Reproduce the records below, substituting "boundary" for every "outline" and leaving everything else unchanged.

* Start INFORMATION SUPPLIED *

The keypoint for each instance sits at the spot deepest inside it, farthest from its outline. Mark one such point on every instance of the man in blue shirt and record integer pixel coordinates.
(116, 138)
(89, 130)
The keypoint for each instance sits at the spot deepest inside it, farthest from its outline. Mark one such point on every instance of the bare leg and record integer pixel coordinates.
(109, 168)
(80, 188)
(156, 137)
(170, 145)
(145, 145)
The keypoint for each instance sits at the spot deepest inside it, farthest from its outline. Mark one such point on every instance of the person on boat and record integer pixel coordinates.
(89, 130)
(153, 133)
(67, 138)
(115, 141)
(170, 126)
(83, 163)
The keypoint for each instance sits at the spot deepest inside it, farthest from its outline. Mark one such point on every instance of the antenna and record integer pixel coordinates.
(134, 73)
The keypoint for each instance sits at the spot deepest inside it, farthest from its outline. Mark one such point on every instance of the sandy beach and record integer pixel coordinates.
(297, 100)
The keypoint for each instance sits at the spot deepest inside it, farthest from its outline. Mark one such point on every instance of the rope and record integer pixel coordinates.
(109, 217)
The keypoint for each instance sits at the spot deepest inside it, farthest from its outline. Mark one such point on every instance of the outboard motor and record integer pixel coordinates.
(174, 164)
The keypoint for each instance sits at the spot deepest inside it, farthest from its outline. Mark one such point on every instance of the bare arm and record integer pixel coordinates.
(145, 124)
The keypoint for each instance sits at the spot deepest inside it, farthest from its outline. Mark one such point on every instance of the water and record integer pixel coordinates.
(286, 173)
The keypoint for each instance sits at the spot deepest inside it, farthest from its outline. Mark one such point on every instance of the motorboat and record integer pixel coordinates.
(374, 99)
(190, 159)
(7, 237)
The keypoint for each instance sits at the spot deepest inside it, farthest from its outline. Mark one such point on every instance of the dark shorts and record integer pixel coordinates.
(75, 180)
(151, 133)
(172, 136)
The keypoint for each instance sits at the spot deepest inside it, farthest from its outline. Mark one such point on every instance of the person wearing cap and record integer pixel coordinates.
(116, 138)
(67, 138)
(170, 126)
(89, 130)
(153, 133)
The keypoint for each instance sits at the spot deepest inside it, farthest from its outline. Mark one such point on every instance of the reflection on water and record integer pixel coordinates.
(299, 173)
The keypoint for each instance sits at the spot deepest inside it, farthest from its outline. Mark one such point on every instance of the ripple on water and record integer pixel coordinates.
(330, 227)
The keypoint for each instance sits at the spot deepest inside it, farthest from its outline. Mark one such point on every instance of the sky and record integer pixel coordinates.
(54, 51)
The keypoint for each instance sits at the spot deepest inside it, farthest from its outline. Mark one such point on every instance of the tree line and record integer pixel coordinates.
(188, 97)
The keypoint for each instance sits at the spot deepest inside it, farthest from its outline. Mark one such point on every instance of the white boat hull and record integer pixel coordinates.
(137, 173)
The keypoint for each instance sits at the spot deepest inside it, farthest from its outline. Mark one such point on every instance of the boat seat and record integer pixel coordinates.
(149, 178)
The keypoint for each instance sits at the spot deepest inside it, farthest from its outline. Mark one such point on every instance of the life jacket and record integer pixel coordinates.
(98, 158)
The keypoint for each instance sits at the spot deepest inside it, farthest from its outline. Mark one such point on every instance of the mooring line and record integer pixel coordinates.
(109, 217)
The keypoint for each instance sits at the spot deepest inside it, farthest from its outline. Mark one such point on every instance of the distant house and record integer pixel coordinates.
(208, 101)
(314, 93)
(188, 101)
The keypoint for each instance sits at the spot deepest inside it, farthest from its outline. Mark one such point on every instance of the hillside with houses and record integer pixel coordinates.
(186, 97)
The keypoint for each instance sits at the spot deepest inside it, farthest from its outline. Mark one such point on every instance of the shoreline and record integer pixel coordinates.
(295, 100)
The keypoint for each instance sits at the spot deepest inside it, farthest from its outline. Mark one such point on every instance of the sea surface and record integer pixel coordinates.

* End INFORMATION SUPPLIED *

# [SOLUTION FOR THIS PROBLEM]
The keypoint for each instance sits at the spot deepest inside it, farthest from its boundary. Mark one such point on every instance of the man in blue shirt and record integer pixel coordinates.
(116, 138)
(89, 130)
The keypoint for each instance sits at the spot deepest inside it, farthest from its boundary. Mark one such point on every instance of the bare leg and record integer pixel coordinates.
(109, 168)
(80, 188)
(156, 137)
(170, 145)
(145, 145)
The keypoint for each instance sits at the spot deepest inside it, farthest from its boundary. Mark one such point on every instance of the person on boat and record integer pixel coordinates.
(89, 130)
(153, 133)
(67, 138)
(115, 141)
(170, 126)
(83, 163)
The keypoint for each instance sits at the spot deepest inside it, farthest from its boundary. Mark one such point on every instance of the antenna and record integer pixel coordinates.
(134, 73)
The keypoint for each instance sits at the spot deepest inside it, farthest from its boundary. Mark one such point on every instance of the sandy beach and record integer pixel coordinates.
(297, 100)
The keypoint for each instance sits at the spot deepest inside it, farthest from its boundary. Mark one such point on every instance of the rope and record integer pixel coordinates.
(109, 217)
The keypoint for each instance sits at the spot deepest inside it, farthest from its boundary. Mark one such point on every instance of the outboard motor and record integer pixel coordinates.
(174, 164)
The keypoint for each instance sits at the spot deepest inside it, farthest from its boundary. Mark one such point on every instance of the bare arm and record integer pixel coordinates.
(145, 124)
The keypoint for each instance sits at the spot deepest inside it, farthest from its boundary. Mark one such point on every instance of the water and record integer pixel coordinates.
(286, 173)
The keypoint for each instance sits at the spot deepest inside it, farthest from its boundary. Mark one such point on every instance of the motorboat and record integer pixel coordinates.
(374, 99)
(190, 159)
(7, 237)
The keypoint for each instance sits at the spot deepest inside it, farthest from its boundary. Mark one such point on every instance of the dark shorts and record integer pixel coordinates.
(75, 180)
(151, 133)
(172, 136)
The keypoint for each instance sits at the spot deepest inside it, farthest from its boundary. Mark one such point on every instance of the person wearing cap and record integer pixel coordinates.
(116, 138)
(67, 138)
(170, 126)
(89, 130)
(153, 133)
The keypoint for each instance sits at the spot deepest inside it, farthest from its boundary. Mark one such point on every instance of the reflection on water and record integer pixel coordinates.
(299, 173)
The keypoint for each instance sits at the spot deepest inside it, farthest from its boundary. Mark one such point on every instance of the ripple on water and record integer pixel coordinates.
(330, 227)
The keypoint for each instance sits at the spot deepest inside it, farthest from its boundary. Mark one such point on every instance of the sky and record integer pixel coordinates.
(54, 51)
The keypoint for each instance sits at the spot deepest inside it, farthest from its boundary. Mark one such point on every instance of the tree line and record integer pixel coordinates.
(188, 97)
The keypoint for each instance sits at the spot deepest inside it, farthest from its boundary. Mark one such point on every instance of the white boat hull and record integer pixel coordinates.
(137, 173)
The keypoint for each instance sits at the spot deepest inside it, farthest from its boundary. Mark one such point on every instance of the boat seat and record integer pixel coordinates.
(149, 178)
The keypoint for each instance sits at the spot deepest inside it, farthest from its boundary. Mark one such point on every instance of the life jacket and record integer pixel coordinates.
(98, 158)
The keypoint for each instance sits at the spot deepest inside it, farthest from its boundary. Mark one such point on every instance of the mooring line and record integer pixel coordinates.
(109, 217)
The keypoint for each instance sits at the spot deepest inside it, farthest from its boundary. Mark one such point on every instance of the distant house and record integer pixel coordinates.
(208, 101)
(314, 93)
(188, 101)
The keypoint for each instance sits at the spot deepest inside it, farthest from its boundary. Mark one such point on every instance of the hillside with houses and record integer pixel coordinates.
(186, 97)
The keypoint for each instance sits at the spot deepest inside it, farthest from its boundary. Mark one such point on every instance of the shoreline and record integer pixel coordinates.
(295, 100)
The keypoint for each instance sits at the spot deepest inside it, farthest from its boundary. Mark one such point on every instance of the sea surface and record integer pixel coordinates.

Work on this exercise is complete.